**Source excerpt:**
Low-rank GPs and the Predictive GP
Spatial Statistics - BIOSTAT 696/896
Michele Peruzzi
University of Michigan
Introduction
- We have introduced GP models
- Spatial GP models are priors over 2D surfaces (or 2D functions)
- Specifying the GP boils down to modeling covariance
- GPs can be used as part of a Bayesian hierarchical model
- We look for the posterior of a Bayesian model
- When the joint posterior is “difficult” we design MCMC algorithms to sample from it
- Models based on GPs scale poorly in terms of memory and flops and time
Scalable GP models
- We will now consider building special GPs that can scale to larger datasets
- There is no free lunch: scalability comes at a price
- As usual, we will need to consider trade-offs and make decisions based on our modeling goals
- Typically, we will restrict dependence across space, simplifying its structure
- By restricting spatial dependence we will speed up computations
- We will also lose in flexibility relative to an unrestricted GP
Graphical model interpretation of multivariate Gaussian random variables
Suppose we have a set of n random variables X_1, \dots, X_n
Call X = (X_1, \dots, X_n)^\top
Assume that X \sim N(0, \Sigma)
p(X_1, \dots, X_n) = p(X) = N(X; 0, \Sigma)
Graphical model interpretation of multivariate Gaussian random variables
- Using the properties of probability we can write \begin{align*}
p(X_1, \dots, X_n) &= p(X_1) p(X_2 | X_1) \cdots p(X_n | X_1, \dots, X_n)\\
&= \prod_i^n p(X_i | X_{[1:i-1]})
\end{align*} where X_{[1:i-1]} = (X_1, \dots, X_{i-1})^\top
- What is p(X_i | X_{[1:i-1]})?
Graphical model interpretation of multivariate Gaussian random variables
- What is p(X_i | X_{[i-1]})?
- p(X_i | X_{[1:i-1]}) is a conditional Gaussian distribution
- This is the same distribution that we get when we predict X_i using X_{[i-1]} N(X_i; H_i X_{[1:i-1]}, R_i) where H_i = \Sigma(i, [i]) \Sigma([i], [i])^{-1} and R_i = \Sigma(i, i) - H_i \Sigma([1:i-1], i).
Graphical model interpretation of multivariate Gaussian random variables
- Because p(X_1, \dots, X_n) = \prod_i^n p(X_i | X_{[i]}), we can draw a DAG according to which the joint density factorizes
- The number of edges cannot be any larger (for a DAG)
- If we added even just a single directed edge, the graphical model would form a cycle
- This DAG is dense
- We can attribute the computational complexity of GPs to the fact that their DAGs are dense
- Scaling GPs can be cast as a problem of sparsifying this DAG
- In other words, methods to remove edges from the DAG in a smart way
Graphical model interpretation of multivariate Gaussian random variables
- Draw a DAG for p(X_1, \dots, X_6) = p(X_1) p(X_2 |???) p(X_3 |???) \cdots p(X_6 | ???)

**Exercise details:** Retype the Gaussian process lecture notes word for word, starting at "p(X_1, \dots, X_n) = p(X)" and ending at "H_i \Sigma([1:i-1], i).". You won't need the material that follows to do this.

**Material shown:**
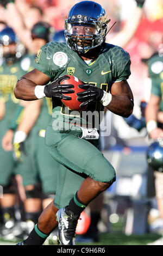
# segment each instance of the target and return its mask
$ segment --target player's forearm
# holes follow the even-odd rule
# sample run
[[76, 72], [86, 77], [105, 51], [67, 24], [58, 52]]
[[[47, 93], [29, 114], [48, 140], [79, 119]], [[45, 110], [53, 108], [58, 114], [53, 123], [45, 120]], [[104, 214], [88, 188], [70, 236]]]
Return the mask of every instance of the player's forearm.
[[159, 122], [163, 124], [163, 112], [162, 111], [159, 111], [158, 113], [157, 119]]
[[5, 102], [0, 99], [0, 121], [3, 119], [5, 115]]
[[157, 115], [159, 112], [159, 106], [154, 104], [147, 104], [145, 110], [146, 123], [151, 120], [157, 121]]
[[35, 88], [37, 84], [29, 79], [22, 79], [17, 82], [14, 89], [14, 94], [17, 99], [23, 100], [34, 100], [37, 98], [35, 94]]
[[112, 95], [111, 101], [105, 107], [114, 114], [127, 118], [133, 113], [134, 102], [127, 95]]

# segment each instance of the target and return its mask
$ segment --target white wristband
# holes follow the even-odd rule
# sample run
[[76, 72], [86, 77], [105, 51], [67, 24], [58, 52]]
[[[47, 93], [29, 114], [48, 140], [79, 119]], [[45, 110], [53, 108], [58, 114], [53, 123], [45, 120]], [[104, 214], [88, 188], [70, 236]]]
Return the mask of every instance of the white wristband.
[[149, 133], [153, 130], [157, 128], [157, 123], [154, 120], [151, 120], [151, 121], [147, 123], [146, 126], [147, 131]]
[[17, 131], [14, 136], [14, 143], [20, 143], [25, 141], [27, 134], [23, 131]]
[[112, 95], [111, 93], [106, 93], [105, 91], [104, 92], [104, 95], [103, 97], [102, 98], [101, 102], [102, 105], [105, 107], [105, 106], [108, 105], [109, 103], [111, 102], [112, 99]]
[[35, 95], [37, 99], [42, 99], [46, 96], [43, 91], [46, 86], [36, 86], [35, 88]]

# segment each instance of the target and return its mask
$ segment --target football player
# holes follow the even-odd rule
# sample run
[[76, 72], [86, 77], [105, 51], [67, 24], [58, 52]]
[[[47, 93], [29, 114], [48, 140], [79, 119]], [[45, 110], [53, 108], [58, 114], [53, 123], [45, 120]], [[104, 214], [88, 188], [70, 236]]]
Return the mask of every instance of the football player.
[[[82, 1], [74, 5], [65, 20], [67, 44], [52, 42], [41, 47], [36, 68], [16, 84], [15, 95], [18, 99], [52, 97], [53, 117], [46, 144], [62, 167], [54, 203], [44, 210], [21, 245], [42, 244], [58, 224], [60, 243], [74, 245], [80, 214], [116, 180], [113, 167], [98, 149], [99, 123], [95, 122], [95, 127], [92, 120], [86, 120], [86, 112], [72, 112], [61, 101], [71, 100], [66, 94], [74, 90], [73, 84], [60, 83], [68, 78], [66, 75], [74, 75], [86, 82], [79, 86], [85, 90], [77, 96], [88, 113], [99, 113], [100, 118], [105, 107], [124, 117], [131, 114], [134, 99], [127, 82], [130, 60], [122, 48], [105, 42], [109, 21], [97, 3]], [[93, 139], [89, 139], [90, 132]]]
[[[20, 101], [15, 98], [14, 93], [16, 81], [27, 72], [21, 65], [24, 52], [20, 51], [21, 48], [19, 47], [21, 45], [19, 44], [11, 28], [7, 27], [0, 32], [0, 184], [3, 187], [3, 198], [1, 199], [1, 206], [5, 234], [5, 225], [7, 225], [8, 221], [11, 221], [12, 225], [15, 221], [15, 187], [12, 183], [12, 176], [15, 174], [15, 163], [12, 152], [7, 152], [3, 149], [2, 139], [9, 128], [13, 114]], [[11, 132], [12, 134], [12, 132]]]
[[[32, 28], [31, 36], [35, 54], [24, 56], [22, 65], [26, 69], [32, 69], [38, 50], [49, 41], [50, 34], [50, 26], [46, 22], [39, 22]], [[58, 164], [56, 162], [54, 164], [44, 142], [45, 130], [52, 113], [50, 98], [28, 102], [18, 125], [16, 125], [14, 121], [16, 119], [14, 119], [12, 125], [2, 141], [5, 150], [12, 149], [10, 145], [13, 136], [10, 136], [10, 130], [15, 131], [14, 156], [18, 163], [17, 172], [22, 177], [26, 194], [26, 199], [23, 200], [26, 222], [21, 235], [24, 237], [29, 224], [32, 226], [38, 218], [41, 209], [41, 199], [43, 199], [42, 208], [44, 209], [53, 200], [55, 192], [57, 172], [55, 170], [58, 170]], [[45, 172], [45, 168], [46, 172]]]
[[[153, 140], [159, 139], [161, 144], [163, 137], [163, 101], [162, 101], [162, 72], [163, 57], [158, 52], [154, 53], [148, 60], [149, 75], [152, 79], [151, 94], [147, 103], [145, 116], [147, 129], [149, 137]], [[162, 146], [161, 146], [162, 147]], [[159, 153], [159, 147], [158, 154]], [[156, 155], [156, 154], [155, 154]], [[154, 157], [153, 156], [153, 157]], [[155, 178], [155, 197], [161, 218], [163, 220], [163, 173], [159, 168], [153, 169]], [[148, 243], [148, 245], [162, 245], [163, 237]]]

**Solution to this task:**
p(X_1, \dots, X_n) = p(X) = N(X; 0, \Sigma)
Graphical model interpretation of multivariate Gaussian random variables
- Using the properties of probability we can write \begin{align*}
p(X_1, \dots, X_n) &= p(X_1) p(X_2 | X_1) \cdots p(X_n | X_1, \dots, X_n)\\
&= \prod_i^n p(X_i | X_{[1:i-1]})
\end{align*} where X_{[1:i-1]} = (X_1, \dots, X_{i-1})^\top
- What is p(X_i | X_{[1:i-1]})?
Graphical model interpretation of multivariate Gaussian random variables
- What is p(X_i | X_{[i-1]})?
- p(X_i | X_{[1:i-1]}) is a conditional Gaussian distribution
- This is the same distribution that we get when we predict X_i using X_{[i-1]} N(X_i; H_i X_{[1:i-1]}, R_i) where H_i = \Sigma(i, [i]) \Sigma([i], [i])^{-1} and R_i = \Sigma(i, i) - H_i \Sigma([1:i-1], i).